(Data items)
####################
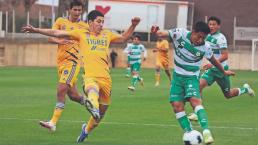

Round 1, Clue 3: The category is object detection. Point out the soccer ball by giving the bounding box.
[183,130,203,145]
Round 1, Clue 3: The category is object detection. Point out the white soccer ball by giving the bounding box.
[183,130,203,145]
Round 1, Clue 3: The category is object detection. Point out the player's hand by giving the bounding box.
[202,63,213,70]
[132,17,141,26]
[224,70,236,76]
[58,39,74,45]
[22,25,36,33]
[151,25,159,33]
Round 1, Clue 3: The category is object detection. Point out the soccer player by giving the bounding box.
[128,34,147,91]
[153,37,171,86]
[123,37,133,78]
[22,10,140,143]
[152,21,234,144]
[39,1,88,131]
[188,16,255,121]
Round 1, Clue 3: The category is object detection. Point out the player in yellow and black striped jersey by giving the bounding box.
[40,1,88,131]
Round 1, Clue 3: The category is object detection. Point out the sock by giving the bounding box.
[176,111,193,132]
[194,105,209,130]
[126,67,131,76]
[50,102,65,125]
[85,116,99,133]
[155,73,160,83]
[132,76,138,87]
[88,89,99,108]
[237,87,248,96]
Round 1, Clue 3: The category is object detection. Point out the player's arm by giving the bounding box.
[208,55,235,76]
[22,25,70,38]
[151,26,169,38]
[111,17,141,43]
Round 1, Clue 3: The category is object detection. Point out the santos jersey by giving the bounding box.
[52,17,88,66]
[127,44,147,64]
[206,31,228,66]
[168,28,213,76]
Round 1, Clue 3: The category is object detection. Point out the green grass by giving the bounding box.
[0,67,258,145]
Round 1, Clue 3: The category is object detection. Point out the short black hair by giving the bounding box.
[208,16,220,25]
[87,10,104,21]
[193,21,211,35]
[70,0,83,9]
[133,33,141,40]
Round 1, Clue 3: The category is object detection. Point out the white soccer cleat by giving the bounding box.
[202,129,214,145]
[187,113,198,121]
[85,98,100,120]
[128,86,135,91]
[39,121,56,132]
[243,84,255,97]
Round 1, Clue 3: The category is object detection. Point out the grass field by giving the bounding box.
[0,67,258,145]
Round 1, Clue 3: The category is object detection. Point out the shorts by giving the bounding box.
[169,72,201,102]
[201,66,230,94]
[84,77,112,105]
[58,63,81,87]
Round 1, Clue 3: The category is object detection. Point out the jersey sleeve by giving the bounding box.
[68,29,81,40]
[204,43,213,59]
[168,28,182,41]
[217,35,228,49]
[52,18,62,30]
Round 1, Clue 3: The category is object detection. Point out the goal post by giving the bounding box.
[251,39,258,71]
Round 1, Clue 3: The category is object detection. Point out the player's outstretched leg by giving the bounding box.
[77,123,88,143]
####################
**WORK TO DO**
Extract every line of the records above that contains the word "jersey".

**WRITTEN RESPONSE**
Round 1, Clue 3: The category is object detection. Point out the player in yellow and black striped jersey by giving the bounding box.
Round 1, Clue 3: The category is object detection. Point out the santos jersey by giving the bounding box.
Round 1, Clue 3: The category is object detection. Point out the jersey sleeve by giving the bounding box.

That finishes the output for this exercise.